Continue the notebook setup text below from the point where it stops.

-- BEGIN Page extract --

# Steps to execute the notebook
<ol>
    <li>Change Global variables depending upon the training phase and testing phase.</li>
    <li>Change gloabal variable CREATE_OBJECTS to true in case the objects are not created.</li>
    <li>Once the objects are created copy those objects in the same folder where this notebook is present.</li>
    
</ol>

In [None]:
from IPython.core.display import display, HTML
display(HTML("<style>.container { width:100% !important; }</style>"))

-- END Page extract --
-- BEGIN Information given --

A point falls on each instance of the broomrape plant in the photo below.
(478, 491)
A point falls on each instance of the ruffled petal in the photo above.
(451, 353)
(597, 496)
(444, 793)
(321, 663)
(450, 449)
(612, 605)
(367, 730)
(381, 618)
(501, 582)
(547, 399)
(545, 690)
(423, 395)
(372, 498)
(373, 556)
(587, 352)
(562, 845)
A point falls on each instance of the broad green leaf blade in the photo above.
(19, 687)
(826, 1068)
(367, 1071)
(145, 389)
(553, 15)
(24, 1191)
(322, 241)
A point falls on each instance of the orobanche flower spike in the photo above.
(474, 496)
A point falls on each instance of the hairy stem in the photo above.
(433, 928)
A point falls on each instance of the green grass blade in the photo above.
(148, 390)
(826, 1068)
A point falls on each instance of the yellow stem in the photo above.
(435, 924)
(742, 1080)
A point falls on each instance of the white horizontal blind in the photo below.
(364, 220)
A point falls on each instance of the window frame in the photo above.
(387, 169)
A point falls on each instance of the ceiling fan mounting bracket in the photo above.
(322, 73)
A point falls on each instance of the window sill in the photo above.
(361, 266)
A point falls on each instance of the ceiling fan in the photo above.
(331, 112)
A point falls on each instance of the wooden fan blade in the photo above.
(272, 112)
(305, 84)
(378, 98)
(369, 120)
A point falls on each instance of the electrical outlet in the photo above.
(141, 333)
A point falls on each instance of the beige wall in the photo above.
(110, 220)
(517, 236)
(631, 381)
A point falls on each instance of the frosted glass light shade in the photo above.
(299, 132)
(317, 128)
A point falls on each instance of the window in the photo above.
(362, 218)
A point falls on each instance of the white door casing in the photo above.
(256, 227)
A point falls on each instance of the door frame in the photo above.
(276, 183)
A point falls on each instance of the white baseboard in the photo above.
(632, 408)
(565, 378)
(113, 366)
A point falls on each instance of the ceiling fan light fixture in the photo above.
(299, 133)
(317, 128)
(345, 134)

-- END Information given --
-- BEGIN Information given --

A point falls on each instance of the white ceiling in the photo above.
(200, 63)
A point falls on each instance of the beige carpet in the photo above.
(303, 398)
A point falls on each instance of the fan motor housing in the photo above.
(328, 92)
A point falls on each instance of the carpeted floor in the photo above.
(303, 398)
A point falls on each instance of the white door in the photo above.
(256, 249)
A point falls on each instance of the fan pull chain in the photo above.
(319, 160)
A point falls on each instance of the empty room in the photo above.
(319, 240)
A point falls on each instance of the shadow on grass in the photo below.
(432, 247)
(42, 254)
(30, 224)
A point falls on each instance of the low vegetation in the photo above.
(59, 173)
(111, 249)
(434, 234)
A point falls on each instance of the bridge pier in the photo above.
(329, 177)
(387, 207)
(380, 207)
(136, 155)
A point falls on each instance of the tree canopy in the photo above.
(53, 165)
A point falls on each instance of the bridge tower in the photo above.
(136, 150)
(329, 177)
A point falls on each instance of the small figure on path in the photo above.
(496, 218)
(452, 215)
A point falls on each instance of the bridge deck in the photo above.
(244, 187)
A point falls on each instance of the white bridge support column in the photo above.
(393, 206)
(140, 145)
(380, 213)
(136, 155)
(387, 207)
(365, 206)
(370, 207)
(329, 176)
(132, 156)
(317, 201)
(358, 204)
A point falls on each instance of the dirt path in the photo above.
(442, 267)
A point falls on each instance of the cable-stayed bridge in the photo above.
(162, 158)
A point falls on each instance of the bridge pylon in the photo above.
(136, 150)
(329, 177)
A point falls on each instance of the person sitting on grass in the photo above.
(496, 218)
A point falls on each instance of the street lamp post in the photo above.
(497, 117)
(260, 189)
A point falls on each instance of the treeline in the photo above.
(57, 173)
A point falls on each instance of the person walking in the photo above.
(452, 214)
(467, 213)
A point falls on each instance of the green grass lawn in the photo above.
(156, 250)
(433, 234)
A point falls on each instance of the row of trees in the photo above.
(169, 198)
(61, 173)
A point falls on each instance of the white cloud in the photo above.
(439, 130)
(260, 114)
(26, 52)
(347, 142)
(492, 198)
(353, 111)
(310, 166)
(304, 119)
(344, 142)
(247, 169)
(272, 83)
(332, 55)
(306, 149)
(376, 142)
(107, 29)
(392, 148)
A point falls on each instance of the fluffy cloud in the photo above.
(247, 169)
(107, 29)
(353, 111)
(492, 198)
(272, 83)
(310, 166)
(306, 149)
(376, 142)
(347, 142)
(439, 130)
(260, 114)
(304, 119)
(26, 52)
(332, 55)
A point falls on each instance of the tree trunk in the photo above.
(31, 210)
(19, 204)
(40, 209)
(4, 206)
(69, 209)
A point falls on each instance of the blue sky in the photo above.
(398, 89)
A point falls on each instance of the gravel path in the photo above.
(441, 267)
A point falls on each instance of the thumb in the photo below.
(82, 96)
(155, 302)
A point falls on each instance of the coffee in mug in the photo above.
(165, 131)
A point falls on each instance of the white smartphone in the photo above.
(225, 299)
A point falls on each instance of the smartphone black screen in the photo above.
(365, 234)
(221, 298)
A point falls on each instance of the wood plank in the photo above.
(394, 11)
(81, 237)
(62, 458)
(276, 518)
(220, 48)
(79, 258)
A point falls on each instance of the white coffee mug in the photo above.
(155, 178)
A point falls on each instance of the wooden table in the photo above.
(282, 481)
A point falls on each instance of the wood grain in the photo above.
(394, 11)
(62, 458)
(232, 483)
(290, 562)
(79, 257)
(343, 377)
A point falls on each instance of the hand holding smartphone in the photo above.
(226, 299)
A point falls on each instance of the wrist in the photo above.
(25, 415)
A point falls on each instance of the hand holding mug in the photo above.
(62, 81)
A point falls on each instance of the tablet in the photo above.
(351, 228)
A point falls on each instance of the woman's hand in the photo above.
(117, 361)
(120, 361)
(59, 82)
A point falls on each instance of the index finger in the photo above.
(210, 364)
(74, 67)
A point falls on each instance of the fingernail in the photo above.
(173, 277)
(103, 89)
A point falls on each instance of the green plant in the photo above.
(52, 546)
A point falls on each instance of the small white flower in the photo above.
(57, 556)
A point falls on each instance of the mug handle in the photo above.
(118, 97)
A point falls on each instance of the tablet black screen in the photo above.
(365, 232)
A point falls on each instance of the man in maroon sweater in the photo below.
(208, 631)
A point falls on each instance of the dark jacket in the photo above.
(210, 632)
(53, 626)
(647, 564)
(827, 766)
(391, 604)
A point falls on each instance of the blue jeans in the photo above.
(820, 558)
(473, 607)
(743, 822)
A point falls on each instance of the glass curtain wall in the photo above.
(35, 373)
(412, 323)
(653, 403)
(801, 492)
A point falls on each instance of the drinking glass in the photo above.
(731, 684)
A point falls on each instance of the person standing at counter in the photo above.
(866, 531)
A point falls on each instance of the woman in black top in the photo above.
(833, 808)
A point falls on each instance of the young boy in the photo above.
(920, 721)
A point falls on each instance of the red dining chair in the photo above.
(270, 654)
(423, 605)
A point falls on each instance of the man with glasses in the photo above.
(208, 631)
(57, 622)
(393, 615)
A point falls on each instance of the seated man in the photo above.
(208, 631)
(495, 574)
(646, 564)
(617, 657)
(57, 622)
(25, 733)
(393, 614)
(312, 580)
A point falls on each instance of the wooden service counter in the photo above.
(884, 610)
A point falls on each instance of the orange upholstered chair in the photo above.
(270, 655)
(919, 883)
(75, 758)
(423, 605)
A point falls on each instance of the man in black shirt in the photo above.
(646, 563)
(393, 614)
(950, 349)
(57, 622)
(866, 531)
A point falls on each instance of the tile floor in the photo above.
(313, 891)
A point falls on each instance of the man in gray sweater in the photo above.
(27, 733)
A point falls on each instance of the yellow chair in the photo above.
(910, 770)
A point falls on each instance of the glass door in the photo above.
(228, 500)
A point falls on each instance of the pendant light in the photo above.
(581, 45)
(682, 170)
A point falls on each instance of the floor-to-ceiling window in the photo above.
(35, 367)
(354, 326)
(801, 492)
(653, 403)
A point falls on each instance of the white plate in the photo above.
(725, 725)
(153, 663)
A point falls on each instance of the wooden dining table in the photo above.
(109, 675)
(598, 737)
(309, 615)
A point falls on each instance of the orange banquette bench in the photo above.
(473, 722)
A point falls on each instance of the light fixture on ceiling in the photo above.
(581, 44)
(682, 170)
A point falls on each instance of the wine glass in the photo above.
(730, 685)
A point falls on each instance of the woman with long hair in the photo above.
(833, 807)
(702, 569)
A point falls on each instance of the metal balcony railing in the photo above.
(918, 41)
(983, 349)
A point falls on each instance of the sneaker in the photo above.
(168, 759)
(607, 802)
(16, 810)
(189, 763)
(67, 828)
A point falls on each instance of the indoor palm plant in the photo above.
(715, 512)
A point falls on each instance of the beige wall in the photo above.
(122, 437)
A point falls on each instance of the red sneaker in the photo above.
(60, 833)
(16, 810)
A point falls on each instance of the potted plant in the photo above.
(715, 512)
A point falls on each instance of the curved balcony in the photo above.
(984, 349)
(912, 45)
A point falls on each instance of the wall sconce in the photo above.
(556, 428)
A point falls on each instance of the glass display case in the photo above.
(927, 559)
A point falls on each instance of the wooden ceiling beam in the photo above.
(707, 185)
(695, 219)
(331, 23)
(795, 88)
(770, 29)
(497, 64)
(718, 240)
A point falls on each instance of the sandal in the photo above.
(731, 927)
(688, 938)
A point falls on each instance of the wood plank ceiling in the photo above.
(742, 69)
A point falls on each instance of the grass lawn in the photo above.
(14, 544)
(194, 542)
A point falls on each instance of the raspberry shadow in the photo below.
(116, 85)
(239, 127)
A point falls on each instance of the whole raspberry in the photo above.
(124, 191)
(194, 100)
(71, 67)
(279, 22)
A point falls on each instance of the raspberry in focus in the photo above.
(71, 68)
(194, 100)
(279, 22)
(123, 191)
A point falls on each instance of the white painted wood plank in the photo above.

-- END Information given --

Result of the exercise
# Install & Import Python libraries

In [None]:
!conda install pandas numpy matplotlib seaborn scikit-learn keras

In [None]:
import numpy as np
import pandas as pd
import utils
import datetime
import os
import matplotlib.pyplot as plt
import seaborn as sns    

from sklearn.metrics import confusion_matrix
from sklearn.model_selection import train_test_split
from sklearn.metrics import precision_recall_fscore_support as score

from tensorflow.keras.models import Sequential
from tensorflow.keras.layers import Dense, Flatten, Embedding, LSTM, Bidirectional ,Input
from tensorflow.keras.utils import to_categorical
from tensorflow.keras.models import load_model, Model
import tensorflow

import warnings
import gc

warnings.simplefilter("ignore")
gc.enable()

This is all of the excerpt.